*** Records supplied
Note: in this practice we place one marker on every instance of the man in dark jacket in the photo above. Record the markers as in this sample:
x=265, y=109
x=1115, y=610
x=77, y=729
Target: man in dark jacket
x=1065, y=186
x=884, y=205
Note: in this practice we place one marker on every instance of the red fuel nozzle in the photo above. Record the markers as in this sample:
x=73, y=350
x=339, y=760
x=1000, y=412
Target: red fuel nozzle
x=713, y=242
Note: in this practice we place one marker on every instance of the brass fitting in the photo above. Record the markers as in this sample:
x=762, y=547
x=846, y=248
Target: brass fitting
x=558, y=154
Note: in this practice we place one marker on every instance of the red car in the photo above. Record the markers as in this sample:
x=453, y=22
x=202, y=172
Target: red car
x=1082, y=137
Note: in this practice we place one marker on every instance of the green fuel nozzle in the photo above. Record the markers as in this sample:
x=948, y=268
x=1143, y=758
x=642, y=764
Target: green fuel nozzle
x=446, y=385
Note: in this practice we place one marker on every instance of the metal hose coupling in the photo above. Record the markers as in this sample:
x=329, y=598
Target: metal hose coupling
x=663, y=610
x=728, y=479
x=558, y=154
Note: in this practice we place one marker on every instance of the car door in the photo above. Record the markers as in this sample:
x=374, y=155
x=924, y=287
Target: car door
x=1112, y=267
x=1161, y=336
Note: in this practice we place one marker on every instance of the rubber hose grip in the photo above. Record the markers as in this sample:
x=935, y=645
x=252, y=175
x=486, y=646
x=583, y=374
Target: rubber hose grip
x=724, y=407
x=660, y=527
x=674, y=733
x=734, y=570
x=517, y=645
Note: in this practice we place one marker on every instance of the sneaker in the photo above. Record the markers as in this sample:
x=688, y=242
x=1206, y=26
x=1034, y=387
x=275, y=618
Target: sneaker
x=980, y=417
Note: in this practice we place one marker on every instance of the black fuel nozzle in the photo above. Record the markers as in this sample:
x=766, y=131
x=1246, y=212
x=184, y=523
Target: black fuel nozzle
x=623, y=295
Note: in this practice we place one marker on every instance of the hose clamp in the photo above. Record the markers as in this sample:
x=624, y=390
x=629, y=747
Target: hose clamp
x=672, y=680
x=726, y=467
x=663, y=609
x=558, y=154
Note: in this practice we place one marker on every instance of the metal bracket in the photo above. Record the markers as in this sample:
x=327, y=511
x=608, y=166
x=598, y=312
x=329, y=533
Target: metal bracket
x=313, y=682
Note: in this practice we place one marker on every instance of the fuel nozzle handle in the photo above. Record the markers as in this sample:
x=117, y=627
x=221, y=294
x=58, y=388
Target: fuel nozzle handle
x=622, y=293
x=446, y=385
******
*Task statement*. Rewrite the entire listing above, changing "fuel nozzle" to "gas pump nozzle" wherever it occurs and leaving everything else untouched.

*Solution below*.
Note: in this practice we place one marker on every instance of the man in dark jacket in the photo above. Record the markers as in this sample:
x=265, y=109
x=1115, y=610
x=77, y=729
Target: man in dark jacket
x=1065, y=186
x=884, y=205
Note: in this practice we place one marker on every instance of the red gas pump nozzle in the photo above. Record the markers as in this sample:
x=73, y=350
x=339, y=760
x=1000, y=412
Target: red gas pump nozzle
x=713, y=242
Note: in this practice we place one marker on every instance of the brass fitting in the photo above. Record the markers as in this sample:
x=762, y=547
x=846, y=248
Target: brass fitting
x=558, y=154
Note: in this practice we place one marker on every instance of the red car in the photo above. Record the markers as in this sample:
x=453, y=22
x=202, y=172
Target: red car
x=1082, y=137
Note: in this practice we place one marker on every instance of the green gas pump nozzle in the photo above. Record the markers as in this sample:
x=948, y=268
x=1143, y=758
x=642, y=764
Target: green gas pump nozzle
x=446, y=385
Note: in this practice we place one marker on every instance of the metal hose coupling in the photo above. Record the markers as in this sample:
x=329, y=598
Target: metal hose coupling
x=663, y=610
x=728, y=479
x=558, y=154
Note: in this practice we place one marker on every instance of the car door in the photo above. Record the markers as in this sample:
x=374, y=155
x=924, y=287
Target: car door
x=1112, y=267
x=1161, y=336
Note: in this practice we place one marker on every instance of the rubber hose grip in the photo above. Record the markers as in this sample:
x=935, y=645
x=252, y=175
x=486, y=646
x=583, y=374
Target: rubber hose grip
x=724, y=407
x=660, y=527
x=674, y=733
x=734, y=570
x=517, y=645
Note: in this practice we place one marker on every instance of the sneaker in the photo above. Record the markers as in this sample:
x=688, y=242
x=1206, y=26
x=1034, y=387
x=275, y=618
Target: sneaker
x=980, y=417
Note: in this practice we place one marker on every instance of the black gas pump nozzle in the photo above. Record the markers as in this sample:
x=766, y=131
x=1246, y=212
x=184, y=523
Target: black gas pump nozzle
x=623, y=295
Note: in this practice we place one marker on every instance of the hose clamp in the photo above. Record the markers as in this sample:
x=624, y=390
x=629, y=747
Target: hose clamp
x=672, y=680
x=726, y=467
x=663, y=609
x=558, y=154
Note: in this practice we place one marker on every instance of the metal bracket in the photo above. Record the markers as in this sample:
x=327, y=511
x=608, y=166
x=598, y=312
x=329, y=533
Target: metal bracket
x=313, y=682
Note: in this practice we place one marker on every instance of the gas pump nozzle handle in the photo above. Record the markers as in this sample:
x=117, y=627
x=221, y=294
x=58, y=388
Target: gas pump nozzle handle
x=622, y=293
x=446, y=385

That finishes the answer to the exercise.